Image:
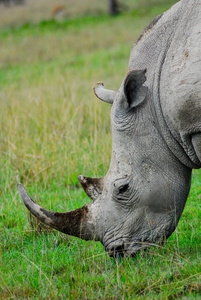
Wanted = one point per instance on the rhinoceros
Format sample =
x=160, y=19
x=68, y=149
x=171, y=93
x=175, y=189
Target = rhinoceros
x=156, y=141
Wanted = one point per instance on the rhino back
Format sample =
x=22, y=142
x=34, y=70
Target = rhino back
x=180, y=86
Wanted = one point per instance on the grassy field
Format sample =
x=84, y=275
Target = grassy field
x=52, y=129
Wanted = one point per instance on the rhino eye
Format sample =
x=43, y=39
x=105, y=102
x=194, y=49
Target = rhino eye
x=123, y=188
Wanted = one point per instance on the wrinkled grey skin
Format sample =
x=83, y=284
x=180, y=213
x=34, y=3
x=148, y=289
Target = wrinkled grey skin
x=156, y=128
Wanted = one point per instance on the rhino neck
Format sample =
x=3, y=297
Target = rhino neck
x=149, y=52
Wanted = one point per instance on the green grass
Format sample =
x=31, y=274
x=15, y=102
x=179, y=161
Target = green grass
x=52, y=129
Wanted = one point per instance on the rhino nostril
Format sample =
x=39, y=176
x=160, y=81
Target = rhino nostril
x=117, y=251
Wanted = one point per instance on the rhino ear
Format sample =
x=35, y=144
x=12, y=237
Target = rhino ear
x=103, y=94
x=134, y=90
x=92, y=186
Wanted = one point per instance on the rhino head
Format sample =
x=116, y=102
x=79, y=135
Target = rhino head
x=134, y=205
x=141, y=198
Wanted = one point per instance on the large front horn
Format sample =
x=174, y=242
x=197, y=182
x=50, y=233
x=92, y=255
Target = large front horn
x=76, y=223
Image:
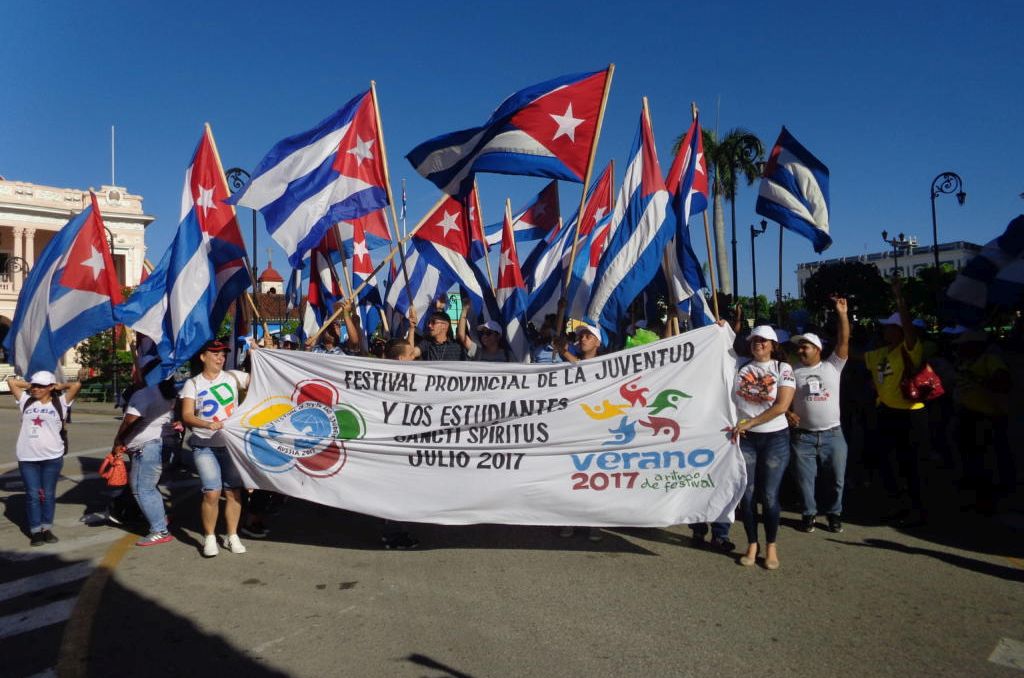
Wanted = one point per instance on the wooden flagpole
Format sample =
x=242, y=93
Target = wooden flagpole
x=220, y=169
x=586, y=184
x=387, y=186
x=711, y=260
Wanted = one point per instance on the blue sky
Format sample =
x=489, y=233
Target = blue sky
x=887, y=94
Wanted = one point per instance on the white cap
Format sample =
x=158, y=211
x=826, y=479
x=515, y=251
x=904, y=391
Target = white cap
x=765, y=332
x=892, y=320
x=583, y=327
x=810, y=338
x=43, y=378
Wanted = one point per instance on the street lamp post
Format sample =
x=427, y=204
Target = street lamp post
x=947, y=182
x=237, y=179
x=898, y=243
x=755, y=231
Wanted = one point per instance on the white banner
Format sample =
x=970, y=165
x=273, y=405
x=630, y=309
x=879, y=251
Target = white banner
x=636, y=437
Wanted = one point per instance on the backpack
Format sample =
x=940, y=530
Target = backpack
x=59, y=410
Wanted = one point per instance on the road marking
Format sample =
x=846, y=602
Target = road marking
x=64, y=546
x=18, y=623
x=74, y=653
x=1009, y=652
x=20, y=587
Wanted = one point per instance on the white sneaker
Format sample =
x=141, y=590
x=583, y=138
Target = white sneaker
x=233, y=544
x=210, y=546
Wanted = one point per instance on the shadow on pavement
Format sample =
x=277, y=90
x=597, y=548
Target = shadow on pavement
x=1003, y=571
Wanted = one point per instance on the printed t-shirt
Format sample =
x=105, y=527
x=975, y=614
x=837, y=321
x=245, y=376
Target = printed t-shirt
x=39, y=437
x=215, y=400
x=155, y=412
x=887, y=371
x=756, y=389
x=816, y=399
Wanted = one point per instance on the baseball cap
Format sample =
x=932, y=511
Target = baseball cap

------------------------------

▸ **THE TASK**
Rewrite all of the data above with every occurrence of "Format sample" swapped for "Layout sample" and nothing else altered. Leave the pictures out.

▸ **THE COMPLETED TASK**
Image:
Wanted = one point per instance on the rhinoceros
Layout sample =
x=160, y=19
x=68, y=149
x=171, y=93
x=175, y=189
Target = rhinoceros
x=156, y=141
Wanted = one point per instance on the rhino back
Layout sample =
x=22, y=142
x=34, y=70
Target = rhino back
x=180, y=86
Wanted = one point per instance on the grassy field
Layout sample =
x=84, y=275
Target = grassy field
x=52, y=129
Wanted = one point per instance on the rhino eye
Layout sample =
x=43, y=39
x=105, y=102
x=194, y=49
Target = rhino eye
x=123, y=188
Wanted = one point per instance on the wrinkled grey skin
Layout sample =
x=83, y=284
x=180, y=213
x=34, y=3
x=148, y=289
Target = wrinkled grey skin
x=156, y=128
Wanted = one point per instance on the rhino neck
Layout sample =
x=3, y=297
Target = rhino neck
x=149, y=52
Wanted = one point per instance on the green grass
Layout sample =
x=31, y=274
x=15, y=102
x=179, y=161
Target = green grass
x=52, y=129
Wanted = one point per instance on the rhino nostril
Layout sample =
x=39, y=176
x=160, y=81
Target = rhino nostril
x=117, y=251
Wanted = one point per instance on the rhino ear
Layout sample =
x=35, y=144
x=12, y=237
Target = rhino ear
x=103, y=94
x=134, y=90
x=92, y=186
Wanted = one point per instance on the rhino head
Layout sample =
x=116, y=102
x=79, y=135
Target = rhino head
x=134, y=205
x=141, y=198
Wanted = one point per instance on the large front horn
Layout sample =
x=174, y=242
x=197, y=182
x=50, y=233
x=92, y=255
Target = large front horn
x=76, y=223
Image:
Wanted = one point per instance on the wooden flagpole
Layout sample =
x=242, y=93
Target = wooden flagpole
x=220, y=169
x=586, y=184
x=387, y=186
x=711, y=260
Wanted = one point per instance on the blue sky
Layout sample =
x=489, y=233
Target = blue sky
x=887, y=94
Wanted = one point per instance on the white cap
Layout sample =
x=158, y=211
x=826, y=479
x=515, y=251
x=904, y=391
Target = white cap
x=765, y=332
x=892, y=320
x=583, y=327
x=810, y=338
x=43, y=378
Wanted = one point per instance on the street lamp post
Layout sample =
x=427, y=204
Target = street lamp post
x=947, y=182
x=237, y=179
x=898, y=243
x=755, y=231
Wanted = one point per instance on the white banner
Layout sample =
x=970, y=165
x=273, y=405
x=630, y=309
x=879, y=251
Target = white banner
x=636, y=437
Wanted = one point per instance on the backpack
Layout sample =
x=940, y=530
Target = backpack
x=59, y=410
Wanted = one point per instance on the road marking
Layout sample =
x=846, y=602
Target = road marking
x=64, y=546
x=18, y=623
x=74, y=653
x=1009, y=652
x=20, y=587
Wanted = one point per instance on the white sneaker
Layout sample =
x=141, y=590
x=583, y=138
Target = white sneaker
x=233, y=544
x=210, y=546
Wanted = one point per instance on the shadow on pavement
Layout sample =
x=277, y=90
x=597, y=548
Target = shadow on pavement
x=1003, y=571
Wanted = one point per instance on the printed t-shirt
Layout sample =
x=105, y=527
x=975, y=614
x=837, y=321
x=245, y=376
Target = printed t-shirt
x=39, y=437
x=215, y=400
x=155, y=412
x=887, y=371
x=756, y=389
x=816, y=399
Wanted = one point per instance on the baseball cap
Layout sample =
x=932, y=511
Target = baseball cap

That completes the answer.